Task instructions –
a) Answer these questions from the article on the Supreme Court's Texas abortion ruling, one line each:
(i) By what vote did the court decide the case?
(ii) After how many weeks of pregnancy does Senate Bill 8 ban abortion?
(iii) Which Texas officials does the ruling say the abortion providers can sue?
b) Pick up the article on the Supreme Court's Texas abortion ruling after its last sentence and continue it.

Supplied passage –
WASHINGTON – In a narrow ruling issued Friday, the U.S. Supreme Court said that abortion providers in Texas may sue the state over its nearly complete ban on the procedure, however the justices will let the law remain in effect while it continues to be challenged in the lower courts.

The 8-1 ruling comes more than a month after the high court heard arguments over the law colloquially referred to as Senate Bill 8, which bans abortion after six weeks of pregnancy and at a point when most women are still unaware they are pregnant.

The opinion written by Associate U.S. Supreme Court Justice Neil Gorsuch stresses the ultimate point merits question of whether the Texas law is constitutional “is not before the Court.”

The court’s ruling also stated that abortion providers can challenge the Texas law, but only Texas licensing officials can be sued, not anyone else like the state’s Attorney General.

The Court granted certiorari before judgment in this case to determine whether, under our precedents, certain abortion providers can pursue a pre-enforcement challenge to a recently enacted Texas statute. We conclude that such an action is permissible against some of the named defendants but not others.”

Study material –
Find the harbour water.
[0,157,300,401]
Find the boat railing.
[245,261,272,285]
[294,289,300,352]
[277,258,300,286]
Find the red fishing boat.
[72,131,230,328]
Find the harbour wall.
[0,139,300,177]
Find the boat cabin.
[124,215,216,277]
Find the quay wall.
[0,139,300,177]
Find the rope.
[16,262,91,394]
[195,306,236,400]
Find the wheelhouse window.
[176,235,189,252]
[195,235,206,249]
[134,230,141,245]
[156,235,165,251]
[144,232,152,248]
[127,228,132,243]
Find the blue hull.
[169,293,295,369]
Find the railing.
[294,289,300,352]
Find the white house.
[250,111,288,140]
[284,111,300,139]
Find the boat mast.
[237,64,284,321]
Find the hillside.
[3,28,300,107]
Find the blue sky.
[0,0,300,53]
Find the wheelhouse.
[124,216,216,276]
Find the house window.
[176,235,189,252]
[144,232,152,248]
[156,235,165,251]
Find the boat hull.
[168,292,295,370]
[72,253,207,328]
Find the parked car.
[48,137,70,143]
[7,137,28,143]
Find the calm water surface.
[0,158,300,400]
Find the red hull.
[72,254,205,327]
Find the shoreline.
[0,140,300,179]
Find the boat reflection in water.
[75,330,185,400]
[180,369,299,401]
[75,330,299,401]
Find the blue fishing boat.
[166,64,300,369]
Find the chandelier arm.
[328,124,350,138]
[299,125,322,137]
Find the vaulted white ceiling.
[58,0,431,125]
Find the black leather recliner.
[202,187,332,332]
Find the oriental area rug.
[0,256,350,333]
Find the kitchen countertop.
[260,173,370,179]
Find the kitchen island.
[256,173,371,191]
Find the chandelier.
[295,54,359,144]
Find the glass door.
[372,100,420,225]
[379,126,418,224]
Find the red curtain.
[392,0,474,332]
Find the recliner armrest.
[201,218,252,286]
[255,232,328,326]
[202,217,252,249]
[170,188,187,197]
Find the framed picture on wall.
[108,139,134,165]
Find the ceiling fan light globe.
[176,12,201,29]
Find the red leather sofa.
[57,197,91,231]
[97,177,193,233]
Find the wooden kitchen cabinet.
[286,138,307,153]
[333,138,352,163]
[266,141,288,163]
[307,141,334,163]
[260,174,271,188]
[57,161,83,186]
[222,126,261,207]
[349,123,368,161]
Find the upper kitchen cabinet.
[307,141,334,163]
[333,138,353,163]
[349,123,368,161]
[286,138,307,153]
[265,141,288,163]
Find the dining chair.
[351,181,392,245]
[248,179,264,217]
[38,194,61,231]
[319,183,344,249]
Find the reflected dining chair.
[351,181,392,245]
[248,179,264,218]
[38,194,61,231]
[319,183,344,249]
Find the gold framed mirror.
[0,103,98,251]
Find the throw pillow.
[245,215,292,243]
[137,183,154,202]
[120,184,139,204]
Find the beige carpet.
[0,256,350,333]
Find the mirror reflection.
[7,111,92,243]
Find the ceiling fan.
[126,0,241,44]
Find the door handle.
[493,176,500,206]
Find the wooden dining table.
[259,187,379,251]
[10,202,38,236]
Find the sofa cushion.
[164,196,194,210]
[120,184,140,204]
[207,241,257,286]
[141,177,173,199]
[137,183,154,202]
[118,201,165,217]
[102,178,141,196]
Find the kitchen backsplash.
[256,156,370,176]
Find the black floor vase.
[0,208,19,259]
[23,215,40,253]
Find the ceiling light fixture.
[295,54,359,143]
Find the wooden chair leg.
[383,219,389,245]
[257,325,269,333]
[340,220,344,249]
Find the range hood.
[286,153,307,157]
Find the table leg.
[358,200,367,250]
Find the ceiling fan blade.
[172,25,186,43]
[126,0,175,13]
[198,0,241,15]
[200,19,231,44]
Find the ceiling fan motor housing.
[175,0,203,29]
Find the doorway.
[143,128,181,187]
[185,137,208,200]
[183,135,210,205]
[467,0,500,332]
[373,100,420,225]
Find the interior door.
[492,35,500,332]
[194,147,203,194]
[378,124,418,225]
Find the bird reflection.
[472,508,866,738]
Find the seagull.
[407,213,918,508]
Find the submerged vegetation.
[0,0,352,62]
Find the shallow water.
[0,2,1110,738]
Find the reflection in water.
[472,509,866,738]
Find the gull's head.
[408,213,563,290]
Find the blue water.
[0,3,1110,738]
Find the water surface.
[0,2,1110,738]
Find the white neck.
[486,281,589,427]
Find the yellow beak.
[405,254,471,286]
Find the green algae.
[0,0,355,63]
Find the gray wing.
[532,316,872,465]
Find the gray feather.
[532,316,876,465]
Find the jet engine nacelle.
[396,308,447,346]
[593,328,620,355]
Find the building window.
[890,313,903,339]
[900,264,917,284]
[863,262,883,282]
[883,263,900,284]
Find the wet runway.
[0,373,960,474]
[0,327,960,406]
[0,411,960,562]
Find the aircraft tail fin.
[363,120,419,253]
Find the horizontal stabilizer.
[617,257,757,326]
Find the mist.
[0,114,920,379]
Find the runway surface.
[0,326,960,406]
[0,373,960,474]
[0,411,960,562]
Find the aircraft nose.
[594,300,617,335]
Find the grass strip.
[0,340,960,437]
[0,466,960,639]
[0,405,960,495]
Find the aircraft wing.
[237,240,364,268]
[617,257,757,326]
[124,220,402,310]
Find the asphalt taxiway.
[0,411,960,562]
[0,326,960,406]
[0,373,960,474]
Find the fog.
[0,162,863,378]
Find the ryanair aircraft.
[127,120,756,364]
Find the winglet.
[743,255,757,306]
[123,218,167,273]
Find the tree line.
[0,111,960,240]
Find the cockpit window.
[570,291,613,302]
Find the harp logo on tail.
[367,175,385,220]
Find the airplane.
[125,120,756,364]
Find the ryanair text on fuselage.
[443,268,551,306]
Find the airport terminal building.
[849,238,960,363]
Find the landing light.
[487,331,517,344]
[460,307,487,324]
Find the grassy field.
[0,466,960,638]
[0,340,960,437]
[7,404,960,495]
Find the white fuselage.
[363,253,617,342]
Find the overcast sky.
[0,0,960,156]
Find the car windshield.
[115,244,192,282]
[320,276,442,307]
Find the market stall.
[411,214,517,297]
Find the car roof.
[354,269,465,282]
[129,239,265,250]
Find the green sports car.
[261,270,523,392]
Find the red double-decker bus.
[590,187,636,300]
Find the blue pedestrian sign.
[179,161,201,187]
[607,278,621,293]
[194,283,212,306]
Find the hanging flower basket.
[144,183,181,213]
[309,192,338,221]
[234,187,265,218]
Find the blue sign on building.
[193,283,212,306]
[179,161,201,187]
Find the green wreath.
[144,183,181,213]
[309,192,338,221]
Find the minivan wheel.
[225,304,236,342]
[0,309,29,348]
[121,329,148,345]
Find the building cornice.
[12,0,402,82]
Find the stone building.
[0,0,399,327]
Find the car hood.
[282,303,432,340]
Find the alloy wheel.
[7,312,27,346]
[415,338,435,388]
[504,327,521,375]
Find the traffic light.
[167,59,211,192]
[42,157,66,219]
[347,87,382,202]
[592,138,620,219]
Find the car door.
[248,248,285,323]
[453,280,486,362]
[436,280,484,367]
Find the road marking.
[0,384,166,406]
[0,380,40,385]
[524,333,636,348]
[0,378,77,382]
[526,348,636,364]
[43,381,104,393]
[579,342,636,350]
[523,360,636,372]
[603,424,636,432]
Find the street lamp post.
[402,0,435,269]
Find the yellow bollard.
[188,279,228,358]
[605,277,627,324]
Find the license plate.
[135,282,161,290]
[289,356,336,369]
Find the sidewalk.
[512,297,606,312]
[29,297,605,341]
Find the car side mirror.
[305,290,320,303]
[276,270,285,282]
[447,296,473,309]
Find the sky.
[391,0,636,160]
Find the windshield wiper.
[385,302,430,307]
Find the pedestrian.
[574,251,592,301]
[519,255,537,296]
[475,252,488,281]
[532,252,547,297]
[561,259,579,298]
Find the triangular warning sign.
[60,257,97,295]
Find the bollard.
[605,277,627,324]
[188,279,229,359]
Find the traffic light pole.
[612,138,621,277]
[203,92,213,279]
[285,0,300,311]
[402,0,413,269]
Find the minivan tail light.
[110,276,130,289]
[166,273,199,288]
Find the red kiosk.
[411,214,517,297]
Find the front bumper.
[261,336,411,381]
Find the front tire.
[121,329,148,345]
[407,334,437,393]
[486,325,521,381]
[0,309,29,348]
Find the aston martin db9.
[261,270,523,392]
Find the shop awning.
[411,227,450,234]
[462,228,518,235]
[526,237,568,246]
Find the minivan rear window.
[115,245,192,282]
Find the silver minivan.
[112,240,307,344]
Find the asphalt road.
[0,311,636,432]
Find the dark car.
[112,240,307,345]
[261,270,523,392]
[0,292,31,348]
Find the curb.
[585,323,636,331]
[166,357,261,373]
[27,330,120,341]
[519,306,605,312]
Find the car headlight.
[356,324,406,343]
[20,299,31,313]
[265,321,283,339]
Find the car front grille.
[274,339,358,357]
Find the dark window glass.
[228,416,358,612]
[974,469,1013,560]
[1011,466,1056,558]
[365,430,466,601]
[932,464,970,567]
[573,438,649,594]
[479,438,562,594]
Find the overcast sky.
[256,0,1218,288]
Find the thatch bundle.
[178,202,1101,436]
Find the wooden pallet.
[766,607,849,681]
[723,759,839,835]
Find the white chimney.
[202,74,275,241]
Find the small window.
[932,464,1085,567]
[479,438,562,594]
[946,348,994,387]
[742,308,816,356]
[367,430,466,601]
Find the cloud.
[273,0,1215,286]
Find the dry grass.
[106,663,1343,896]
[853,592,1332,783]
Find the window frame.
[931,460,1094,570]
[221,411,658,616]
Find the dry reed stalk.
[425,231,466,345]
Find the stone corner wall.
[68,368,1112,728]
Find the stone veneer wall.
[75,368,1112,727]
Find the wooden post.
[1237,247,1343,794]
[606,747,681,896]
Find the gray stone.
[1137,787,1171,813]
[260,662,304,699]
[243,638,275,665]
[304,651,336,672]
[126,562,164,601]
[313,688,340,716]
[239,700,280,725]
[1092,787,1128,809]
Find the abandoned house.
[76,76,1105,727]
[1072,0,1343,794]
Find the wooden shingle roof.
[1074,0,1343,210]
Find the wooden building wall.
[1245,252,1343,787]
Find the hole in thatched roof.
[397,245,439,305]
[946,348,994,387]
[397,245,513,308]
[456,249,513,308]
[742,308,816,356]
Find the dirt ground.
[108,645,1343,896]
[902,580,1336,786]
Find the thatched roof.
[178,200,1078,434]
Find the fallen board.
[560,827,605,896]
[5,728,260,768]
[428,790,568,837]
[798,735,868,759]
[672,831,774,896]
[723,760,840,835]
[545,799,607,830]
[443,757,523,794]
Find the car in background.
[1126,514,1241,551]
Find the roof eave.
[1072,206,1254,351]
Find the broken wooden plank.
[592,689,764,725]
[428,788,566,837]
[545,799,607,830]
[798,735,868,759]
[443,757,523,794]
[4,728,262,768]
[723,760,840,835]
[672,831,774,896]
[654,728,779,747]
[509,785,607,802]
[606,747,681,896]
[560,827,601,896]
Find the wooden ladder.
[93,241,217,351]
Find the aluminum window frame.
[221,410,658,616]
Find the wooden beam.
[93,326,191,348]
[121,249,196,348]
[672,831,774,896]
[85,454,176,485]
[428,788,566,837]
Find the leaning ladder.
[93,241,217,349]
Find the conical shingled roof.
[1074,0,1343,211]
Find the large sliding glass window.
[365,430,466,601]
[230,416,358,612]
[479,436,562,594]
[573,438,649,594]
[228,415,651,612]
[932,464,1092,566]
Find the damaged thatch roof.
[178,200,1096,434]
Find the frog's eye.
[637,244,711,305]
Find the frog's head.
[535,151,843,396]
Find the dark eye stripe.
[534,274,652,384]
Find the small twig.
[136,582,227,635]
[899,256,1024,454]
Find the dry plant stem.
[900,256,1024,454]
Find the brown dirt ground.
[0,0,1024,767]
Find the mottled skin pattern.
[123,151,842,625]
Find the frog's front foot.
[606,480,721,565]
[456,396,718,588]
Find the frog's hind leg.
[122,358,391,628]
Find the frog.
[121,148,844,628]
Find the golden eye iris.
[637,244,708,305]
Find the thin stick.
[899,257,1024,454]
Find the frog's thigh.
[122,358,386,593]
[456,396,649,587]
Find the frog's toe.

Responses to the tasks –
a)
(i) 8-1
(ii) Six weeks
(iii) Only Texas licensing officials

b)
Legal experts are saying that today’s ruling is “at best only a partial victory for abortion providers.” They point out that the same U.S. District Court judge in Dallas who already has once blocked the law is almost certainly going to be asked to do so again.

Reacting to the ruling, the White House issued a statement by President Joe Biden:

I am very concerned by the Supreme Court’s decision to allow SB8 to remain in effect in light of the significant consequences that law has for women in Texas and around the country, and for the rule of law. As I have made clear from Day One, I am deeply committed to the constitutional right recognized in Roe v. Wade nearly five decades ago.
 
While it is encouraging that the Court ruled that part of the providers’ lawsuit may continue, this ruling reinforces that there is so much more work to be done—in Texas, in Mississippi, and in many states around the country where women’s rights are currently under attack. I will continue to work with Congress to pass the Women’s Health Protection Act. We have more work to do, but I will always stand with women to protect and defend their long-recognized, constitutional right under Roe v. Wade.”

Kierra Johnson, Executive Director, of the National LGBTQ Task Force reacted saying in a statement;

Today, the Supreme Court upheld the restrictive and discriminatory abortion ban in Texas to continue, which will harm women and pregnant people, especially in communities of color. People in Texas and states considering similar bans across the country will continue living in fear and a state of on-going legal battles to access constitutionally protected medical care.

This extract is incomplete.